EXCERPTED PASSAGE
···
We’re taking a retrospective look at some of the highlights of this iconic gaming franchise from the past few decades — the Final Fantasy protagonists, characters and games. So, sit back and enjoy our trip down memory lane, filled with plenty of Moogles, Espers, Chocobos, and Cids.
In any of the Final Fantasy games, you’re liable to spend tens of hours getting all the way from scrappy-young-chosen-one-on-their-first-adventure to slaying the godlike final boss. You’ll also spend all that time with a rag-tag bunch of party members, usually including teenagers, aged warriors, and strange, talkative beasts. Most importantly, you’ll usually be in control of one leading protagonist, whether it’s on the field map, the world map, or in dungeons.
Some Final Fantasy characters and protagonists have been more memorable than others, with some cementing their place in gaming culture forever. It’s hard to say what makes a good Final Fantasy protagonist or game, and we will all have our favourites, but this list is based on a few loose criteria: how memorable they are, how enjoyable the playable character was, and how good their main character arc is.
As always, results may vary. But without any further ado, let’s jump right in — starting with our favourite Final Fantasy protagonists…
15. Warrior of Light (FFI)

The OG Warrior of Light from the very first Final Fantasy game is placed here because of the sheer lack of anything substantial as a character.
In the first game, you formed a party of four warriors out of various classes, and there really wasn’t much to their characters at all. They went out, they fought bad guys, and saved the world, the end, without any dialogue or backstories that would form part of the later franchise instalments.
It was only in later releases like Final Fantasy Dissidia that this game even had a protagonist defined formally as the Warrior of Light, along with a unique appearance, but even then, due to his origins, there was nothing much that could be done with this generically adventurous person.
14. Luneth (FFIII)
···
DATASET EXCERPTS
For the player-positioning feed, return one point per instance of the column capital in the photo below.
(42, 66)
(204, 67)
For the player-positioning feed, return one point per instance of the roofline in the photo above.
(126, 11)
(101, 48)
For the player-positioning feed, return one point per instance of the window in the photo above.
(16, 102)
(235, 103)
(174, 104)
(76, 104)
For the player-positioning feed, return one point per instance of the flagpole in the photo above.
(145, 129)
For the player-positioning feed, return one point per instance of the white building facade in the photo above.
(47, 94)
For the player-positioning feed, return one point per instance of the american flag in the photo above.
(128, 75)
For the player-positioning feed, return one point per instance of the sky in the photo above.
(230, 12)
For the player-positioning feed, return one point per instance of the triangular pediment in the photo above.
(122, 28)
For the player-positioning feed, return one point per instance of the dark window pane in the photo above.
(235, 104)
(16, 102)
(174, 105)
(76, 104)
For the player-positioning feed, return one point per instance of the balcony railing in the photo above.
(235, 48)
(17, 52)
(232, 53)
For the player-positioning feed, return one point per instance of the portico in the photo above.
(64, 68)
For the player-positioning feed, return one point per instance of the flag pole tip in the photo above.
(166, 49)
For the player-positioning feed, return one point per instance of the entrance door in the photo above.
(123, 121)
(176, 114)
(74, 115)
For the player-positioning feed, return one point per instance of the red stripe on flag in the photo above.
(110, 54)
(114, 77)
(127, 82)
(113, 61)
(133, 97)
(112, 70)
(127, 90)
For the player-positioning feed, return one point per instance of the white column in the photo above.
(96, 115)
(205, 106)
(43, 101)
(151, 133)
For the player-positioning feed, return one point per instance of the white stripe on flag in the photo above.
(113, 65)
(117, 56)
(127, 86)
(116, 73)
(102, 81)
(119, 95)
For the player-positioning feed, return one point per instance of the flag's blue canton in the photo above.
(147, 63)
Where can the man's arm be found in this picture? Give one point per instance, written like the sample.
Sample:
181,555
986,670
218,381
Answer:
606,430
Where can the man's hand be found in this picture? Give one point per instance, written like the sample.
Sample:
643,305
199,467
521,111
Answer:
···
PROBLEM
List every criterion that the Final Fantasy protagonists article says its ranking is based on.

RESULT OF THIS TASK
- How memorable the protagonists are
- How enjoyable the playable character was
- How good their main character arc is